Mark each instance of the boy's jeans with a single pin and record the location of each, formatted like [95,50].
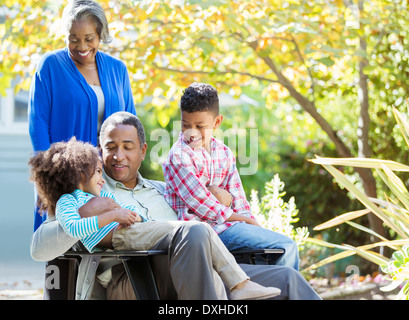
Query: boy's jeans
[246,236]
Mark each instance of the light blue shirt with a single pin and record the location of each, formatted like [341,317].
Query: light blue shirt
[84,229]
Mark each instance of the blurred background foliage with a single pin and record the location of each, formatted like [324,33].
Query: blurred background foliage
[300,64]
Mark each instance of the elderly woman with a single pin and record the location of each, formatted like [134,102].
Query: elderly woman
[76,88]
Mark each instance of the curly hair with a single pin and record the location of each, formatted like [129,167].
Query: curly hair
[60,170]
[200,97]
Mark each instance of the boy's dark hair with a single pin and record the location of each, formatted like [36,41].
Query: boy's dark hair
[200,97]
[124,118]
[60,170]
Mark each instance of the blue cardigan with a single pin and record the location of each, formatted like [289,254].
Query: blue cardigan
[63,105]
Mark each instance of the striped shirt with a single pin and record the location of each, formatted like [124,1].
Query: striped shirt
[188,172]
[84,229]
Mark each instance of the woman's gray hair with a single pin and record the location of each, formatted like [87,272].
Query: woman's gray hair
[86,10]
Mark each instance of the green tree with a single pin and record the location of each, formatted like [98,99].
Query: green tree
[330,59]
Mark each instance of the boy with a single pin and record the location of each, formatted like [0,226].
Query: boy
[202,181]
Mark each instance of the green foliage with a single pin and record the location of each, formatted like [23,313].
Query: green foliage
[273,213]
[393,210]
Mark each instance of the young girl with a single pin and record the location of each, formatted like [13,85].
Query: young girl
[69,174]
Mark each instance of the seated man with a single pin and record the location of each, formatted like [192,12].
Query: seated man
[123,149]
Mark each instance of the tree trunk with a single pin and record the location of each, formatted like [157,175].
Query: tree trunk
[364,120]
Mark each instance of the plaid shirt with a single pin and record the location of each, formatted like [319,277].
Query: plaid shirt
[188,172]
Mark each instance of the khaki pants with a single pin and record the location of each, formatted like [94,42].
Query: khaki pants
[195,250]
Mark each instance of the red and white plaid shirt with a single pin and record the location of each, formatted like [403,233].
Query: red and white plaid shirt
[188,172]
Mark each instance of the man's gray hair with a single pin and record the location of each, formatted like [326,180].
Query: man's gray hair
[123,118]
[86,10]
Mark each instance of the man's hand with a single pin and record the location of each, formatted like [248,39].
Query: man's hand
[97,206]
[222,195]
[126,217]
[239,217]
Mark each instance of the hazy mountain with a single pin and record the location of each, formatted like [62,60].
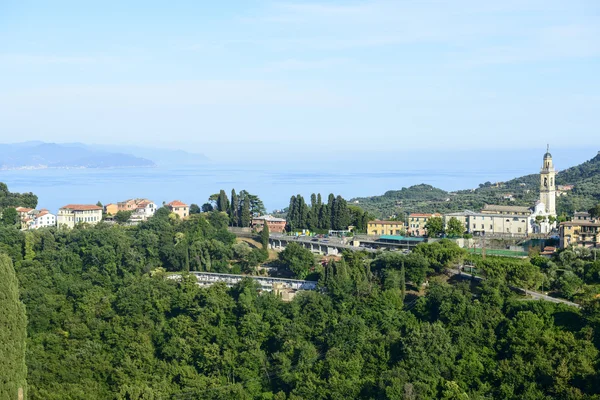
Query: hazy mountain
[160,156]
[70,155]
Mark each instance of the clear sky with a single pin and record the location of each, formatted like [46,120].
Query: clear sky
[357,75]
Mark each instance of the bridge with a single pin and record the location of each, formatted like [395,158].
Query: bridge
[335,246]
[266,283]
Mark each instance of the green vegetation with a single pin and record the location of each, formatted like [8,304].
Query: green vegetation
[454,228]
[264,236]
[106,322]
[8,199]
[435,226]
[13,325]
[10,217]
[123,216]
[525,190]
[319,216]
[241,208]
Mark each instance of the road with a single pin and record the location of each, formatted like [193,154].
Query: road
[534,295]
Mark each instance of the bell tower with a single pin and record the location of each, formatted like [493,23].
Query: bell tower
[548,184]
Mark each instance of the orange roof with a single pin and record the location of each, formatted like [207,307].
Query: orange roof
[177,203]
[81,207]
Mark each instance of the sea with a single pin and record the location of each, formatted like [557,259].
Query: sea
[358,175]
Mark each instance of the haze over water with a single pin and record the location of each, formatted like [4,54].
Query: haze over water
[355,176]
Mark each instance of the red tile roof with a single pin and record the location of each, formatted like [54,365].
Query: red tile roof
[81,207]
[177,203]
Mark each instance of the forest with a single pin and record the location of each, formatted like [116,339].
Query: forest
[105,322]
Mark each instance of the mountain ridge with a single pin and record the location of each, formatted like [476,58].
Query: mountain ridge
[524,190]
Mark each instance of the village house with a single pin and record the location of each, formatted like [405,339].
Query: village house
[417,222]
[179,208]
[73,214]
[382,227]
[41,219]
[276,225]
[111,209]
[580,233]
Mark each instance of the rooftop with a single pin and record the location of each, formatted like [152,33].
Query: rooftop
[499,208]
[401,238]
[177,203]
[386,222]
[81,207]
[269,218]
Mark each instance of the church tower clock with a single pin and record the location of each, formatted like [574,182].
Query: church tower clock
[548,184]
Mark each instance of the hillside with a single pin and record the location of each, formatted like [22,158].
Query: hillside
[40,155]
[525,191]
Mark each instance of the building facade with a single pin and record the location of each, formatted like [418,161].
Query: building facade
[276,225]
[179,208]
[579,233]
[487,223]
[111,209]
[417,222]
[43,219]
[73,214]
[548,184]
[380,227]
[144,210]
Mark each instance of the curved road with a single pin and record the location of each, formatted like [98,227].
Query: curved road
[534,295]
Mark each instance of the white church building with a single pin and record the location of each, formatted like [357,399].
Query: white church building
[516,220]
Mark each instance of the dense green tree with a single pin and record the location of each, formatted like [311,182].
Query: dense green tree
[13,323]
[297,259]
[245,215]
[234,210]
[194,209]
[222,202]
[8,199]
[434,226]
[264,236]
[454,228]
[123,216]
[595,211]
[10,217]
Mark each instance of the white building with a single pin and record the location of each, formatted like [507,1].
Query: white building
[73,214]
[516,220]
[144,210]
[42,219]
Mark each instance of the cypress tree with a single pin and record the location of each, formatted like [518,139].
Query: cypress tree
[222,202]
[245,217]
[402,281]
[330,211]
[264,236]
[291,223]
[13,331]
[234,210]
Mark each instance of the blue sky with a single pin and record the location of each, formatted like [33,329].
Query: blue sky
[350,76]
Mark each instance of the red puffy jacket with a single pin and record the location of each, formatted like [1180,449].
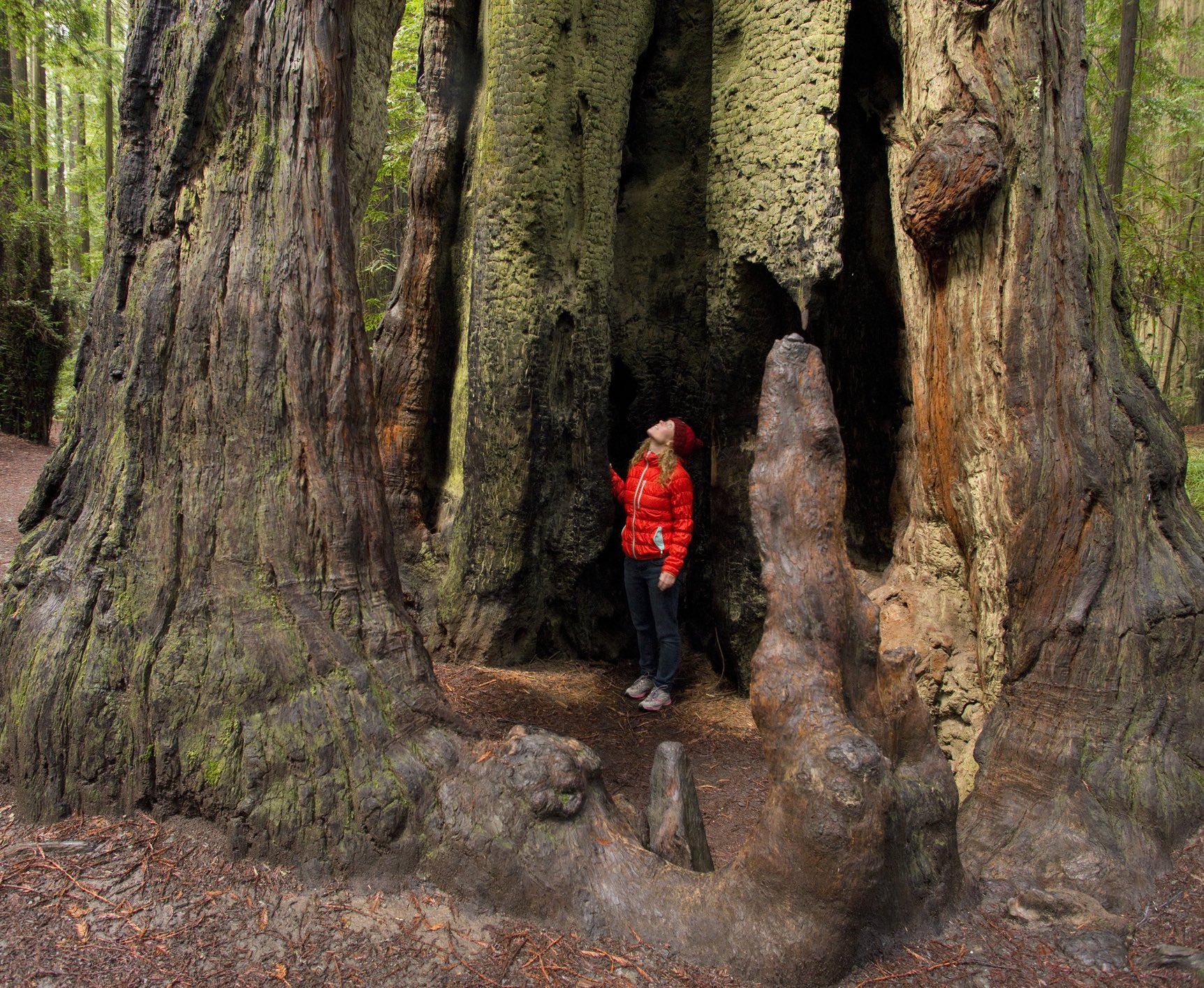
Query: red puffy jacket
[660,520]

#### Task goal
From the first line to the last, repeat the entries exactly and leave out the pictures.

#### Answer section
Mark each instance of the boy's jeans with a single pin and record the location of each, formatted like [95,50].
Query: boy's jeans
[246,236]
Mark each instance of the light blue shirt with a single pin and record the location of each, formatted like [341,317].
Query: light blue shirt
[84,229]
Mark each instance of the blurred background foliage with a single pin and record the location of each, formatted like [324,33].
Query: blurred background foliage
[300,64]
Mark each instance of the elderly woman with a single pin and record the location of each, formatted like [134,102].
Query: elderly woman
[76,88]
Mark each instance of the curly hair with a single pin and record the location of each, formatted like [129,167].
Query: curly hair
[60,170]
[200,97]
Mark each instance of the boy's dark hair with a single pin and record the location of each, formatted like [36,41].
Query: boy's dark hair
[200,97]
[124,118]
[60,170]
Mark each instance of the blue cardigan with a single pin and record the location of each, formatted like [289,254].
Query: blue cardigan
[63,105]
Mark each instance of the striped shirt with a single pin and record the location of each, formatted like [124,1].
Query: striped shirt
[188,172]
[84,229]
Mark each instance of the woman's gray hair with a single pin and record the location of each, formatted like [87,272].
Query: woman's gray hair
[86,10]
Mark each instance of the green tree with a single pin and record the location of each, formatted like [98,99].
Query: green tree
[330,59]
Mark each instance of the boy with a single pin and record the location of each, formatted like [0,226].
Query: boy
[202,181]
Mark each instance of the green foliage with a single pin and record the location of each, formatted like [23,313].
Query: green foliage
[273,213]
[393,210]
Mark each instance of the young girl with a single pin and record the location of each, formatted like [13,85].
Query: young girl
[69,174]
Mark each instance of the seated man with a single pin and record the location of each, formatted like [192,12].
Query: seated man
[123,149]
Mark each instance of the tree trunk with a single pin and record the location of each, formatted like [157,175].
Query: tree trunk
[364,120]
Mark each instance of the plaid shirt with a single pin and record the location of each, formatted like [319,277].
Query: plaid shirt
[188,172]
Mark each instance of the khaki pants with a single pin and record the location of each, formatted like [94,42].
Query: khaki pants
[195,250]
Mark each instance of the red and white plaid shirt with a single pin and record the location of each, formatted like [403,233].
Query: red and white plaid shirt
[188,172]
Mark each instance of the man's gray hair with a single pin and record the location of each, formatted like [326,180].
Query: man's gray hair
[123,118]
[86,10]
Mark each instance of the man's hand with a single pin and record the location of each, formatted like [248,39].
Query: man's hand
[97,206]
[222,195]
[126,217]
[239,217]
Mark each instance of the hazy mountain with a single pin and record the location of each, formatted like [62,60].
Query: hazy mountain
[160,156]
[70,155]
Mark each instance of the clear sky with a single pin and record the location of each, formatted like [46,120].
Query: clear sky
[357,75]
Mark each instance of the bridge with a single pin and record the location of each, formatted like [395,158].
Query: bridge
[335,246]
[266,283]
Mark each instance of the green vegetation with a single pin and record the location of each, formatted like [8,304].
Query: green vegetation
[454,228]
[264,236]
[106,322]
[8,199]
[435,226]
[13,325]
[10,217]
[123,216]
[525,190]
[319,216]
[241,208]
Mark each instance of the road with a single pin and record the location of each, formatted like [193,154].
Query: road
[534,295]
Mark each instance of the bell tower with a single pin and record the location of each, formatted like [493,23].
Query: bell tower
[548,184]
Mark each instance of the orange roof with a single pin and record the location of each, formatted like [207,307].
Query: orange roof
[177,203]
[81,207]
Mark each instance of the sea with a single pin and record the location of each, formatted like [557,259].
Query: sea
[358,175]
Mark each instance of the haze over water with a single pin and record the location of each, formatted like [4,54].
Query: haze over water
[355,176]
Mark each instance of the red tile roof with a single pin and record the location of each, formatted like [54,365].
Query: red tile roof
[81,207]
[177,203]
Mark each instance of the forest with a single pin and record the location of each, formatted like [116,339].
Query: forest
[105,322]
Mark each instance of the mountain ridge with a single pin and record the location of each, formatted like [476,58].
Query: mountain ridge
[524,190]
Mark each instance of the village house with a single pin and record the location of each, formatted like [405,339].
Query: village house
[417,222]
[179,208]
[73,214]
[382,227]
[41,219]
[276,225]
[111,209]
[580,233]
Mark each instance of the rooftop with a single pin and record the location of each, formatted like [152,33].
Query: rooftop
[499,208]
[401,238]
[177,203]
[386,222]
[81,207]
[269,218]
Mark each instance of the church tower clock with a single pin and record the location of each, formatted like [574,182].
Query: church tower clock
[548,184]
Mark each instance of the hillside with a single pin and record the location of each, formatted like [22,158].
Query: hillside
[40,155]
[525,191]
Mark each instance of the building facade with a single pin and record the location of each, formatted like [418,161].
Query: building facade
[276,225]
[179,208]
[579,233]
[487,223]
[111,209]
[417,222]
[43,219]
[73,214]
[548,184]
[380,227]
[144,210]
Mark each instance of the curved road with a single pin and record the location of each, formatted like [98,227].
Query: curved road
[534,295]
Mark each instance of the white church building with a single pin and record the location of each, formatted like [357,399].
Query: white church building
[516,220]
Mark each instance of the dense green tree with a single pin and record the location of each, formatted like [311,182].
Query: dense green tree
[13,323]
[297,259]
[245,215]
[234,210]
[194,209]
[222,202]
[8,199]
[434,226]
[264,236]
[454,228]
[123,216]
[595,211]
[10,217]
Mark each instance of the white building with a single pin and record the location of each, formatted like [507,1].
Query: white building
[73,214]
[516,220]
[144,210]
[42,219]
Mark each instance of the cypress tree with a single pin and record the location of each, formatted like [518,139].
Query: cypress tree
[222,202]
[245,217]
[402,281]
[330,211]
[264,236]
[291,223]
[13,331]
[234,210]
Mark each instance of the blue sky with a single pin and record the location of each, formatted like [33,329].
Query: blue sky
[350,76]
Mark each instance of the red puffy jacket with a single pin and record the location of each, formatted like [1180,449].
Query: red puffy jacket
[660,520]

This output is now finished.